▶ **SELECTED EXTRACT**
Hong Kong: FSDC releases research paper on "Revitalisation of Hong Kong's REIT Market"

In brief

The Hong Kong Financial Services Development Council (FSDC) has released a research paper entitled "Revitalisation of Hong Kong's Real Estate Investment Trusts Market - Promoting Liquidity" ("2021 FSDC Research Paper").The 2021 FSDC Research Paper, to which Baker McKenzie contributed, contains policy recommendations in six key areas to potentially bring further growth and momentum to Hong Kong's real estate investment trusts (H-REIT) market. Its publication follows the recently implemented grant scheme ("Grant Scheme") to subsidise expenses incurred by Hong Kong REITs (H-REITs) successfully listed on the Stock Exchange of Hong Kong (SEHK) to be overseen by the Securities and Futures Commission (SFC).2

The recommendations in the 2021 FSDC Research paper represent a further important step in identifying potential enhancements to promote the H-REIT regime and reinforce Hong Kong's role as a leading capital raising venue and status as an international asset and wealth management centre.


Background

In 2013 the FSDC published its research paper entitled "Developing Hong Kong as a Capital Formation Centre for Real Estate Investment Trusts" ("2013 FSDC Research Paper").3 Since that time there have, amongst other initiatives, been multiple helpful changes to the Code on Real Estate Investment Trusts ("REIT Code") and other regulations applicable to H-REITs. These have included expanding the approved types and combinations of investments that can be undertaken by H-REITs and also enabling greater cross-investment by other types of regulated funds in Hong Kong into H-REITs.4

The 2021 FSDC Research Paper was prepared following the formation by the FSDC of a Working Group comprising industry experts including from Baker McKenzie to revisit the 2013 FSDC Research Paper, and identifies six core policy recommendations to bring about further growth in the H-REIT market. We explore the recommendations in more depth below.

In Depth

Recommendation 1: Refining the REITs value proposition

The FSDC has noted that the existing H-REIT regime already provides flexibility regarding the nature of assets that can be listed as a REIT along with enabling listings using multiple currencies. It is suggested that some of these important, positive advantages of the H-REIT regime compared to those of other markets need to be more strongly emphasised in a consolidated manner. Specific areas for potential focus include the following.

  1. Hong Kong is welcoming of various asset types to list as REITs.

Whilst an H-REIT is required by the REIT Code to "primarily invest in real estate", there is no restriction as to the type of industry to which the real estate must belong, or the underlying purposes for which the property is used. A recent example of this diversification capacity is the listing of SF REIT, which is the first logistics-related H-REIT to be listed in Hong Kong.

  1. Hong Kong's simple and low tax regime benefits REITs.

There is an incorrect perception that H-REITs are significantly disadvantaged from a tax perspective compared to some leading markets - when the terms could actually be preferential in certain circumstances. The Hong Kong tax system provides for an exemption for certain profits for H-REITs and there is no value-added tax (VAT). Investors, whether local or foreign, aren't subject to taxes on capital gains or dividend income derived from investing in H-REITs.

▶ **GIVEN MATERIAL**
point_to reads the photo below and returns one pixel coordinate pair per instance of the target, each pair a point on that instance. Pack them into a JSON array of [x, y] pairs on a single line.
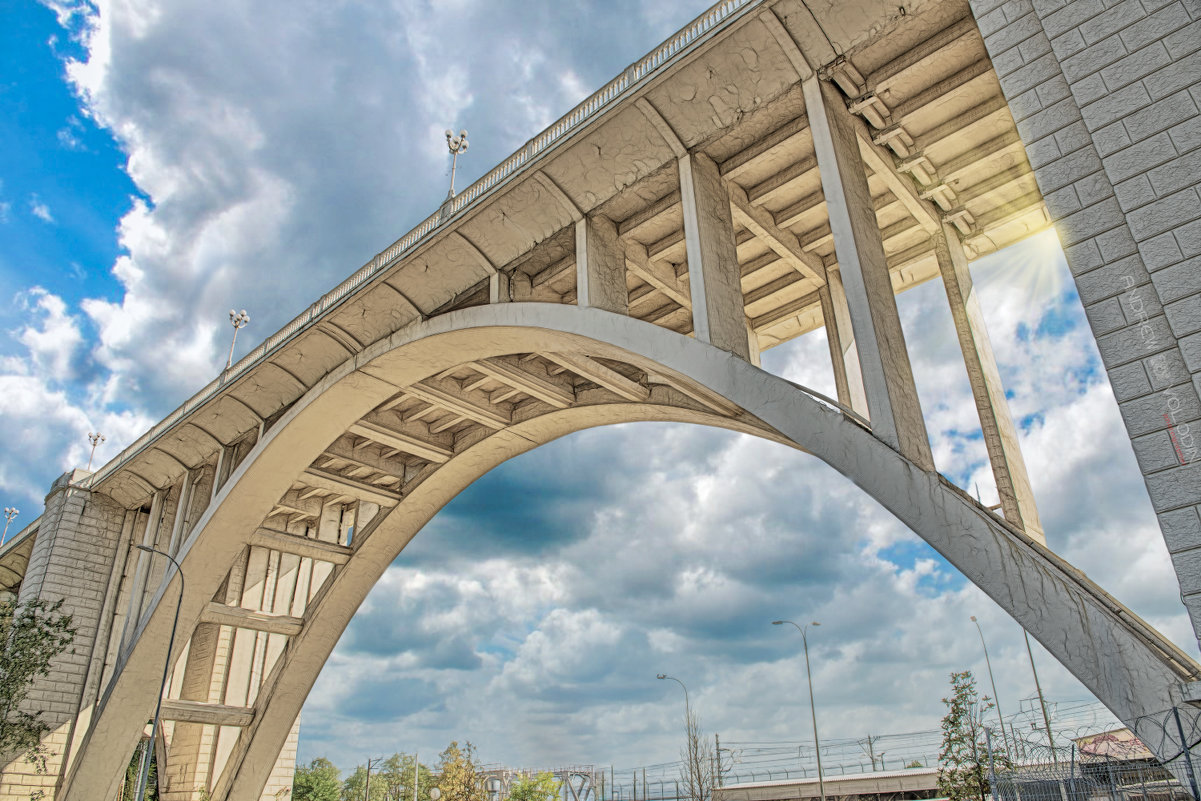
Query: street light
[[144, 770], [238, 320], [456, 144], [693, 776], [1001, 718], [1043, 703], [687, 709], [9, 514], [813, 711], [95, 440]]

▶ **EXERCISES**
(1) Could you write out the passage of the article on Hong Kong's REIT market between "Whilst an H-REIT" and "in Hong Kong.", inclusive?
(2) Answer these questions from the article on Hong Kong's REIT market:
(a) In what year did the FSDC publish "Developing Hong Kong as a Capital Formation Centre for Real Estate Investment Trusts"?
(b) Which H-REIT is described as the first logistics-related H-REIT listed in Hong Kong?
(c) How many core policy recommendations does the 2021 FSDC Research Paper identify?
(3) Which short names does the article on Hong Kong's REIT market define in quotation marks within parentheses, and what does each refer to?

▶ **RESULTS IN ORDER**
(1)
Whilst an H-REIT is required by the REIT Code to "primarily invest in real estate", there is no restriction as to the type of industry to which the real estate must belong, or the underlying purposes for which the property is used. A recent example of this diversification capacity is the listing of SF REIT, which is the first logistics-related H-REIT to be listed in Hong Kong.

(2)
(a) 2013
(b) SF REIT
(c) Six

(3)
"2021 FSDC Research Paper": the research paper "Revitalisation of Hong Kong's Real Estate Investment Trusts Market - Promoting Liquidity"
"Grant Scheme": the recently implemented grant scheme to subsidise expenses incurred by H-REITs successfully listed on the SEHK
"2013 FSDC Research Paper": the research paper "Developing Hong Kong as a Capital Formation Centre for Real Estate Investment Trusts"
"REIT Code": the Code on Real Estate Investment Trusts